OBIETTIVO INDICATO: Riscrivi tutte le voci qui sotto come tabella Markdown con le colonne «Numero» e «Riga della voce», mettendo ogni riga di testo in una riga della tabella e saltando quelle vuote.

DATI FORNITI:
* * *
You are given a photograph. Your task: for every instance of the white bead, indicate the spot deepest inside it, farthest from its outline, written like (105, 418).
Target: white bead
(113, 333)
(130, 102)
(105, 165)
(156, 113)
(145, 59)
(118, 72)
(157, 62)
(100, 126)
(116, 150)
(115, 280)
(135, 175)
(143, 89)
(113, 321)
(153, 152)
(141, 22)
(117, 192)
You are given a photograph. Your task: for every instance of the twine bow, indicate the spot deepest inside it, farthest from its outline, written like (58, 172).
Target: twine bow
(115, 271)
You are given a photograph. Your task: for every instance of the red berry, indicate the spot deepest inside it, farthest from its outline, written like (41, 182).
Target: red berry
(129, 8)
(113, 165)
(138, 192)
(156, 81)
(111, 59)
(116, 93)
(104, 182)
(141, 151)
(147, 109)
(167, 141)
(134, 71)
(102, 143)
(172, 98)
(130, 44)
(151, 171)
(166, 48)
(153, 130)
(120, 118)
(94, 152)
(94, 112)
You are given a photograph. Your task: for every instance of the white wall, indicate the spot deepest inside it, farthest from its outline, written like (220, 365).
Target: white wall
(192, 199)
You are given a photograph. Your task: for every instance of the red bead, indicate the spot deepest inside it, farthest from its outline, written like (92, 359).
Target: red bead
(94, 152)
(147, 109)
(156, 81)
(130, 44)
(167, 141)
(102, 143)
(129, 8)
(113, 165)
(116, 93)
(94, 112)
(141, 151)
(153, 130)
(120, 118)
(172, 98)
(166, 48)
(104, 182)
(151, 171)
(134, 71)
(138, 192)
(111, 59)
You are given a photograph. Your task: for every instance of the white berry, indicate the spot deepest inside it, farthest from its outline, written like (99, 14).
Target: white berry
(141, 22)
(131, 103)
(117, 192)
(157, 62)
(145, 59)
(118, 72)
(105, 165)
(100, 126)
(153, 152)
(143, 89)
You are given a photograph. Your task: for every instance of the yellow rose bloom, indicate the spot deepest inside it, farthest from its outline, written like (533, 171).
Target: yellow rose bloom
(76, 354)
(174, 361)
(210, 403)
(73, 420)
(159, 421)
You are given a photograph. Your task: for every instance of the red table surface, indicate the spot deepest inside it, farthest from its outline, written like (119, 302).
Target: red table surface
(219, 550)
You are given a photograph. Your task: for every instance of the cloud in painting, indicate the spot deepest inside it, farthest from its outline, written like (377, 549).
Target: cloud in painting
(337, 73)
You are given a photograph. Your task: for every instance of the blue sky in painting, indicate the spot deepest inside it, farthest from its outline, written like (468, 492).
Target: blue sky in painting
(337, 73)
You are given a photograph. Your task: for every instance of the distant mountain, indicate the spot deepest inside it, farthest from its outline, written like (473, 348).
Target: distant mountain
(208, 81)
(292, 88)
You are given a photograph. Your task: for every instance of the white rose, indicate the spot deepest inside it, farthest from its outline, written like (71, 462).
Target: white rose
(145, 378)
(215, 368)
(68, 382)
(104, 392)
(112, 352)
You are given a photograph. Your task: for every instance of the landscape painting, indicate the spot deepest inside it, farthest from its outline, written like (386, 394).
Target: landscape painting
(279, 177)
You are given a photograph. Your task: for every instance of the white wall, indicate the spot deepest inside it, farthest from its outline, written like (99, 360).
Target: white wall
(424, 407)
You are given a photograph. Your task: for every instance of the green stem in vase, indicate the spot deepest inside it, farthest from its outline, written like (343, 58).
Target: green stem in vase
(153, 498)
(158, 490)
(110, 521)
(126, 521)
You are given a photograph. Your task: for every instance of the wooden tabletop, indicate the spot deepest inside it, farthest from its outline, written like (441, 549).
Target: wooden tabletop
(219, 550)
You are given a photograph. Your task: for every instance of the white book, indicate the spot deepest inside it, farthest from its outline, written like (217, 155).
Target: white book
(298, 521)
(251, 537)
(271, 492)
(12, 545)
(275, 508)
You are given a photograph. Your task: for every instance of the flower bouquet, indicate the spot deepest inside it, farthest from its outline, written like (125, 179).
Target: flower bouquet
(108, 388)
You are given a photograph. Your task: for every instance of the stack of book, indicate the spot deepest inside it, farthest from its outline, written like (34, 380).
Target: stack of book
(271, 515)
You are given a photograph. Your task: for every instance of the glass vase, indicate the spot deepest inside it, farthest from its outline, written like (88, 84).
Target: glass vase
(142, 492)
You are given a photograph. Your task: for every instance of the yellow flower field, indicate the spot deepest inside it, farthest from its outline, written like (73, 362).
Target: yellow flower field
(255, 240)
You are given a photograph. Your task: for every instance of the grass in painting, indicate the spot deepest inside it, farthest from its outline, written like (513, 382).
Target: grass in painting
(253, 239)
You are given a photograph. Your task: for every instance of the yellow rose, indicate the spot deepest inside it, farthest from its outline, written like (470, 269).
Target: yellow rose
* * *
SOLUZIONE ESERCIZIO:
| Numero | Riga della voce |
|---|---|
| 1 | You are given a photograph. Your task: for every instance of the white bead, indicate the spot deepest inside it, farthest from its outline, written like (105, 418). |
| 2 | Target: white bead |
| 3 | (113, 333) |
| 4 | (130, 102) |
| 5 | (105, 165) |
| 6 | (156, 113) |
| 7 | (145, 59) |
| 8 | (118, 72) |
| 9 | (157, 62) |
| 10 | (100, 126) |
| 11 | (116, 150) |
| 12 | (115, 280) |
| 13 | (135, 175) |
| 14 | (143, 89) |
| 15 | (113, 321) |
| 16 | (153, 152) |
| 17 | (141, 22) |
| 18 | (117, 192) |
| 19 | You are given a photograph. Your task: for every instance of the twine bow, indicate the spot deepest inside it, farthest from its outline, written like (58, 172). |
| 20 | Target: twine bow |
| 21 | (115, 271) |
| 22 | You are given a photograph. Your task: for every instance of the red berry, indicate the spot deepest inside it, farthest from its outline, written like (41, 182). |
| 23 | Target: red berry |
| 24 | (129, 8) |
| 25 | (113, 165) |
| 26 | (138, 192) |
| 27 | (156, 81) |
| 28 | (111, 59) |
| 29 | (116, 93) |
| 30 | (104, 182) |
| 31 | (141, 151) |
| 32 | (147, 109) |
| 33 | (167, 141) |
| 34 | (134, 71) |
| 35 | (102, 143) |
| 36 | (172, 98) |
| 37 | (130, 44) |
| 38 | (151, 171) |
| 39 | (166, 48) |
| 40 | (153, 130) |
| 41 | (120, 118) |
| 42 | (94, 152) |
| 43 | (94, 112) |
| 44 | You are given a photograph. Your task: for every instance of the white wall, indicate the spot deepest inside it, farthest from its outline, written like (220, 365). |
| 45 | Target: white wall |
| 46 | (192, 199) |
| 47 | You are given a photograph. Your task: for every instance of the red bead, indicate the spot deepest inside it, farthest from its outline, written like (92, 359). |
| 48 | Target: red bead |
| 49 | (94, 152) |
| 50 | (147, 109) |
| 51 | (156, 81) |
| 52 | (130, 44) |
| 53 | (167, 141) |
| 54 | (102, 143) |
| 55 | (129, 8) |
| 56 | (113, 165) |
| 57 | (116, 93) |
| 58 | (94, 112) |
| 59 | (141, 151) |
| 60 | (153, 130) |
| 61 | (120, 118) |
| 62 | (172, 98) |
| 63 | (166, 48) |
| 64 | (104, 182) |
| 65 | (151, 171) |
| 66 | (134, 71) |
| 67 | (138, 192) |
| 68 | (111, 59) |
| 69 | You are given a photograph. Your task: for every instance of the white berry, indicate the spot deepest inside it, farthest from its outline, written like (99, 14). |
| 70 | Target: white berry |
| 71 | (141, 22) |
| 72 | (131, 103) |
| 73 | (117, 192) |
| 74 | (157, 62) |
| 75 | (145, 59) |
| 76 | (118, 72) |
| 77 | (105, 165) |
| 78 | (100, 126) |
| 79 | (153, 152) |
| 80 | (143, 89) |
| 81 | You are given a photograph. Your task: for every instance of the yellow rose bloom, indicate the spot deepest inside it, farthest from its outline, written like (533, 171). |
| 82 | Target: yellow rose bloom |
| 83 | (76, 354) |
| 84 | (174, 361) |
| 85 | (210, 403) |
| 86 | (73, 420) |
| 87 | (159, 421) |
| 88 | You are given a photograph. Your task: for every instance of the red table surface, indicate the spot deepest inside it, farthest from its outline, written like (119, 302). |
| 89 | Target: red table surface |
| 90 | (219, 550) |
| 91 | You are given a photograph. Your task: for every instance of the cloud in painting, indicate the spot deepest inside it, farthest from its outline, written like (377, 549). |
| 92 | Target: cloud in painting |
| 93 | (337, 73) |
| 94 | You are given a photograph. Your task: for every instance of the blue sky in painting, indicate the spot deepest inside it, farthest from its outline, written like (468, 492). |
| 95 | Target: blue sky in painting |
| 96 | (337, 73) |
| 97 | You are given a photograph. Your task: for every instance of the distant mountain, indicate the spot deepest inside it, farthest from its outline, written like (473, 348). |
| 98 | Target: distant mountain |
| 99 | (208, 81) |
| 100 | (292, 88) |
| 101 | You are given a photograph. Your task: for every instance of the white rose, indicate the spot deepest inside it, farthest from its outline, written like (71, 462). |
| 102 | Target: white rose |
| 103 | (145, 378) |
| 104 | (215, 368) |
| 105 | (68, 382) |
| 106 | (104, 392) |
| 107 | (112, 352) |
| 108 | You are given a photograph. Your task: for every instance of the landscape painting, indicate the spot deepest inside it, farthest from its outline, written like (386, 394). |
| 109 | Target: landscape painting |
| 110 | (279, 177) |
| 111 | You are given a photograph. Your task: for every instance of the white wall, indicate the spot deepest inside it, farthest from its outline, written like (99, 360). |
| 112 | Target: white wall |
| 113 | (424, 407) |
| 114 | You are given a photograph. Your task: for every instance of the green stem in vase, indicate the spot deepest inside it, farthest from its outline, written like (343, 58). |
| 115 | Target: green stem in vase |
| 116 | (153, 498) |
| 117 | (158, 490) |
| 118 | (110, 521) |
| 119 | (126, 521) |
| 120 | You are given a photograph. Your task: for every instance of the wooden tabletop, indicate the spot deepest inside it, farthest from its outline, written like (441, 549). |
| 121 | Target: wooden tabletop |
| 122 | (219, 550) |
| 123 | You are given a photograph. Your task: for every instance of the white book, indicate the spot deepest inside it, farthest from its outline, written like (217, 155). |
| 124 | Target: white book |
| 125 | (298, 521) |
| 126 | (251, 537) |
| 127 | (271, 492) |
| 128 | (12, 545) |
| 129 | (275, 508) |
| 130 | You are given a photograph. Your task: for every instance of the flower bouquet, indicate the spot deepest inside it, farthest from its outline, written like (125, 179). |
| 131 | Target: flower bouquet |
| 132 | (108, 388) |
| 133 | You are given a photograph. Your task: for every instance of the stack of book, indicate the spot deepest inside it, farthest from its outline, written like (34, 380). |
| 134 | Target: stack of book |
| 135 | (271, 515) |
| 136 | You are given a photograph. Your task: for every instance of the glass vase, indicate the spot deepest inside it, farthest from its outline, written like (88, 84). |
| 137 | Target: glass vase |
| 138 | (142, 492) |
| 139 | You are given a photograph. Your task: for every instance of the yellow flower field, indicate the spot deepest inside it, farthest from its outline, written like (73, 362). |
| 140 | Target: yellow flower field |
| 141 | (255, 240) |
| 142 | You are given a photograph. Your task: for every instance of the grass in painting, indicate the spot deepest inside it, farthest from its outline, written like (513, 382). |
| 143 | Target: grass in painting |
| 144 | (253, 239) |
| 145 | You are given a photograph. Your task: for every instance of the yellow rose, indicate the spot deepest inside it, farthest from its outline, written like (470, 269). |
| 146 | Target: yellow rose |